Continue the commentary below on Donald Trump's Madison Square Garden rally, starting from its final paragraph.

>> START Excerpt to read

An intractable problem with persuading Americans to worry about Donald Trump is that he’s ridiculous. Not ridiculous in the sense of putting on knee-high boots and prancing around in a military costume, as the fascists of yesteryear did. Trump’s brand of ridiculousness is “What if Don Rickles were a Latin American dictator?”
“He’s like a comedian, man. He says funny s—t” is how podcaster Joe Rogan, a comedian himself, recently described Trump. Sometimes the aforementioned s—t is deliberately funny and sometimes it isn’t, but Rogan’s right. At any Trump event, you’re apt to find references to “vermin” and the “enemy from within” diluted with roasts of “pencil neck” Adam Schiff or stand-up riffs about sharks. His rallies are half Night of the Long Knives, half Night of a Thousand Laughs.
And so, to the sort of apolitical undecided voter who’s destined to swing this election, it must be mystifying listening to people like me. The man who’s going to end America as we know it is the same guy doing bits about “the late, great Hannibal Lecter” like it’s open-mic night at the Chuckle House? C’mon.
Trump’s rally at Madison Square Garden on Sunday was the ne plus ultra of his Comandante Rickles brand of politics. Call it Night of a Thousand Chuds: For hours, many of the worst people in right-wing politics took turns at the podium to warm up the crowd. One described Kamala Harris as “the Antichrist,” another mentioned her “pimp handlers.” Tucker Carlson, who hosted a Holocaust revisionist on his podcast last month, warned the audience that it’ll be impossible to believe the results if a “Samoan-Malaysian, low-IQ, former California prosecutor” ends up defeating Trump.
Harris is Jamaican and Indian by ancestry, not Samoan and Malaysian, and has done reasonably well for herself professionally for someone who’s supposedly unintelligent. But if you’re the sort of patriot who’s prone to entertain “independent thinking” about the Holocaust, you’re not going to respect the humanity of an undesirable by taking care to describe the details of her biography correctly.
Demagogues from fields as diverse as politics, business, entertainment, media, and religion came to the stage to salute the comandante. But because this was a Trump rally, the Rickles part had to be represented too. And so podcaster Tony Hinchcliffe, a professional comedian recommended by Rogan, was given a few minutes to crack jokes about black people carving watermelons for Halloween and how Latinos “love making babies. There’s no pulling out. They come inside, just like they do to our country.”
It was standard Friars Club stuff, in fairness. As was this: “There’s literally a floating island of garbage in the middle of the ocean right now. I think it’s called Puerto Rico.”
In the 48 or so hours since Hinchcliffe said that, the political world has lost its mind. And because it has, I feel like I’m losing mine.
A surprising backlash.
“Nothing like October surprising yourself,” a Dispatch colleague said afterward of Team Trump’s decision to feature an insult comic at its rally.
Celebrities of Puerto Rican heritage like Jennifer Lopez, Ricky Martin, and Bad Bunny circulated Hinchcliffe’s crack about the island on social media, exposing hundreds of millions of followers to it. The archbishop there published an open letter to Trump demanding that he apologize personally for what his guest had said. Numerous Republican members of Congress denounced the joke, a rare break from the modern right’s gleeful contempt for sensitivity in all forms. A Trump adviser even issued a statement clarifying that Hinchcliffe’s jab “does not reflect the views of President Trump or the campaign,” which might be the closest their candidate has come to expressing remorse since entering politics. Or since being born.

>> END Excerpt to read
>> START Rows

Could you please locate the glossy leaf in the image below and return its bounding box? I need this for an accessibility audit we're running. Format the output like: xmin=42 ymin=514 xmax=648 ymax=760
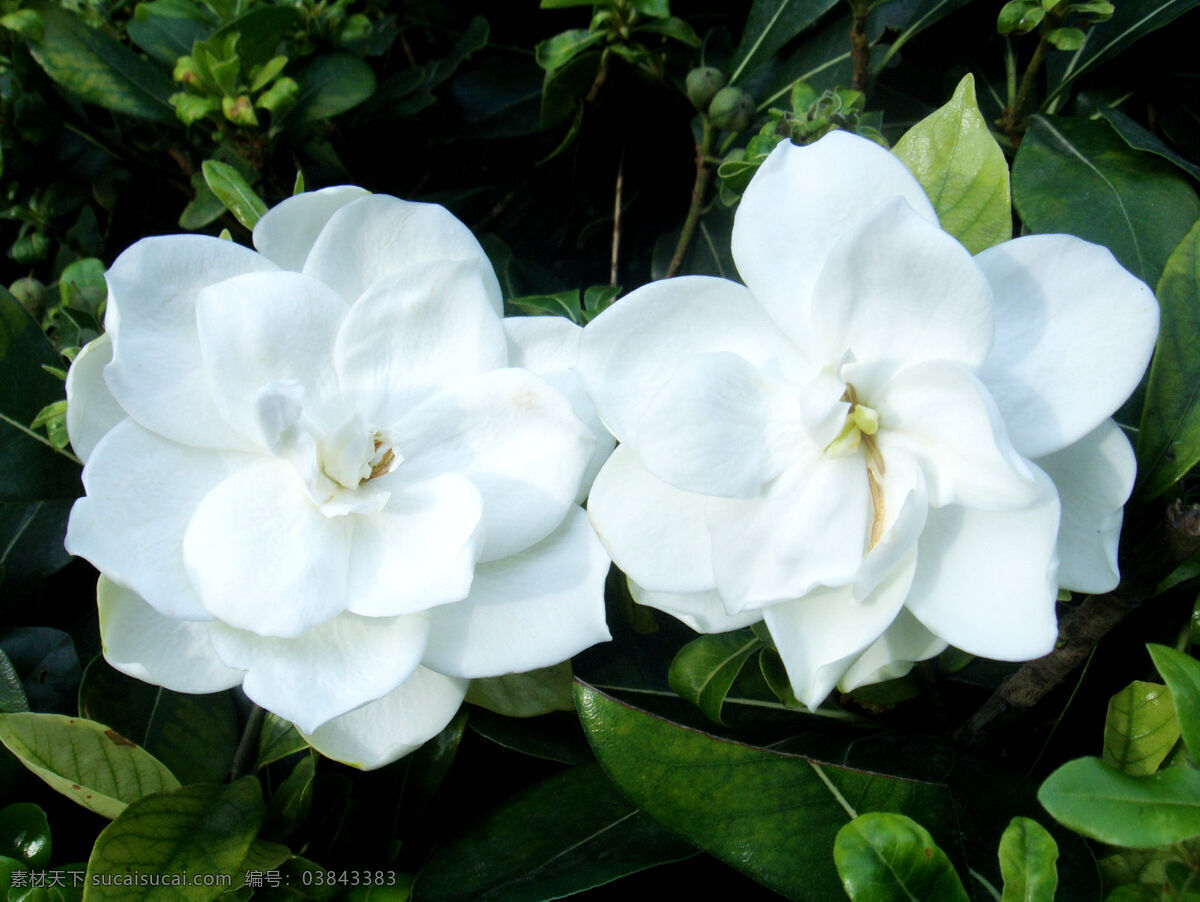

>> END Rows
>> START Rows

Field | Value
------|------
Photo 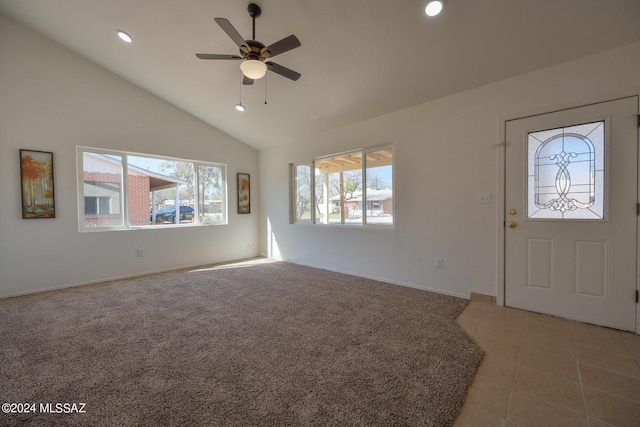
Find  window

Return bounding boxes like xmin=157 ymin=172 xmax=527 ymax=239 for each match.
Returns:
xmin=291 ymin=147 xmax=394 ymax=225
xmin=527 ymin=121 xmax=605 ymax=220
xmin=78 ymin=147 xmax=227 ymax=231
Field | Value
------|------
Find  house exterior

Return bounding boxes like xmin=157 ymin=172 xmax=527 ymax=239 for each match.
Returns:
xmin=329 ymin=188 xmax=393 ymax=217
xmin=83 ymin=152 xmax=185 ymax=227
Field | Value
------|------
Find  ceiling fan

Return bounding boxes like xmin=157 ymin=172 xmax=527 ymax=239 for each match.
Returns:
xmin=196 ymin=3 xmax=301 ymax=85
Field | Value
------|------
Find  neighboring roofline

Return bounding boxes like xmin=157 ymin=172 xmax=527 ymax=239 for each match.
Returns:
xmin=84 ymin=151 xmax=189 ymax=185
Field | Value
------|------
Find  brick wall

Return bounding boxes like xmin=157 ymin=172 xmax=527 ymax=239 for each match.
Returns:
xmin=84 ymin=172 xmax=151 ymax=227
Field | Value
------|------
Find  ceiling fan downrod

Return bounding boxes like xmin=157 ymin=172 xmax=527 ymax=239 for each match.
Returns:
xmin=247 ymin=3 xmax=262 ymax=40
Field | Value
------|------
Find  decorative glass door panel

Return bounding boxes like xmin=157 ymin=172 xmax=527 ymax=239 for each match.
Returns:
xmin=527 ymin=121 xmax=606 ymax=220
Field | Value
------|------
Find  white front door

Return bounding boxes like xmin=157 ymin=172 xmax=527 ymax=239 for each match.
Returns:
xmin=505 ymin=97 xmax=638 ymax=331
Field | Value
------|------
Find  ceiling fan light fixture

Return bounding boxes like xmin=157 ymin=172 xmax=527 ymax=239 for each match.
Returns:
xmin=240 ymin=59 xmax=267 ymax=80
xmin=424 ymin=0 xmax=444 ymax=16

>> END Rows

▶ Result:
The reason for the backpedaling is math.
The territory of Puerto Rico doesn’t get a vote in next week’s election, but millions of Americans in the Puerto Rican diaspora who reside in U.S. states do. Hundreds of thousands live in battlegrounds; anecdotally, many seem sincerely offended by Hinchcliffe’s jab. “A nonpartisan Puerto Rican group [in Pennsylvania] drafted a letter urging its members to oppose Trump on election day,” Politico reported on Tuesday. “Other Puerto Rican voters were lighting up WhatsApp chats with reactions to the vulgar display and raising it in morning conversations at their bodegas.”
If the race is as close as the polls suggest, a last-second shift in a sizable demographic scattered across the most influential states is potentially enough to swing it. One Harris-supporting Puerto Rican radio host based in Pennsylvania told Politico, “This is our October surprise.”
Really? This is the thing that’s going to take down Trump?
Don’t get me wrong: It’s fair for voters to hold him responsible for his guest’s crack about Puerto Rico, and not just because the campaign invited Hinchcliffe to speak. “Campaign staffers had asked all speakers to submit drafts of their speeches ahead of time—before they were loaded into the teleprompter,” Marc Caputo reported on Monday. His sources are claiming that Hinchcliffe ad-libbed the Puerto Rico joke but that smells like spin. Apparently, another joke in which he planned to refer to Harris as a “c—t”(!) was cut because a staffer reviewed the material ahead of time and objected to it.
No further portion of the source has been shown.